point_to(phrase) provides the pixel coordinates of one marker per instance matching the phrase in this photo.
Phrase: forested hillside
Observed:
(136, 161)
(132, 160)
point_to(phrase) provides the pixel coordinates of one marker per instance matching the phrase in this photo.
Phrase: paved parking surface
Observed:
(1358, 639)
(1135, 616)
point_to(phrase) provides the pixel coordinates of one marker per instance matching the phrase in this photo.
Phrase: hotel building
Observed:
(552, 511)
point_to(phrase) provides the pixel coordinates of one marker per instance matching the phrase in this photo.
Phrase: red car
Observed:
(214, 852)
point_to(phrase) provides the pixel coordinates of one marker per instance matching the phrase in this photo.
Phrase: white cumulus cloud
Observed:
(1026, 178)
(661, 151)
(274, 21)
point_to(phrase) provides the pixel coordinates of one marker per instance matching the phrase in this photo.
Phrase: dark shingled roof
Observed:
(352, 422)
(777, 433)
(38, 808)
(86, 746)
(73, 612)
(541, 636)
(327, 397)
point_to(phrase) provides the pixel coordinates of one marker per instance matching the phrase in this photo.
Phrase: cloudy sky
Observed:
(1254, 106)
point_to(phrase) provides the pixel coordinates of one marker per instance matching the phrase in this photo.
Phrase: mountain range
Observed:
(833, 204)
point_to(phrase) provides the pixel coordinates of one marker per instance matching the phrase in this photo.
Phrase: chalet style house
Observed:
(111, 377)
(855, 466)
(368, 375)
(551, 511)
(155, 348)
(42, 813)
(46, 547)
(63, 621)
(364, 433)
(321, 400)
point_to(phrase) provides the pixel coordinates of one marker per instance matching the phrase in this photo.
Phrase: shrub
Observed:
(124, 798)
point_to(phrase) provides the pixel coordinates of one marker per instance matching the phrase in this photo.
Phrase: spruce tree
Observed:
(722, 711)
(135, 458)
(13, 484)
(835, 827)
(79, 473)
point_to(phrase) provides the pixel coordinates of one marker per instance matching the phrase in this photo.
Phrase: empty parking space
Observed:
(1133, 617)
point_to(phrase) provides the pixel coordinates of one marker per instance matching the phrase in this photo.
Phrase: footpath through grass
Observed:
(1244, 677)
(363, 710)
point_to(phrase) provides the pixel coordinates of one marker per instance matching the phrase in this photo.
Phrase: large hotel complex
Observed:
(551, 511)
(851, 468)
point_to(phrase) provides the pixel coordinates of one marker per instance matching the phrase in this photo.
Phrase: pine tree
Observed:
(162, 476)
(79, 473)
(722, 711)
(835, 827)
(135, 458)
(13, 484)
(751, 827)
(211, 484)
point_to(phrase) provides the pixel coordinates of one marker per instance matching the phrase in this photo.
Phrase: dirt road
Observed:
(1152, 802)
·····
EXERCISE AIM: Each line in the data that holds the string "parking" needs to be copied.

OUTPUT FOR THIS EXERCISE:
Phrase: paved parking surface
Phrase: empty parking space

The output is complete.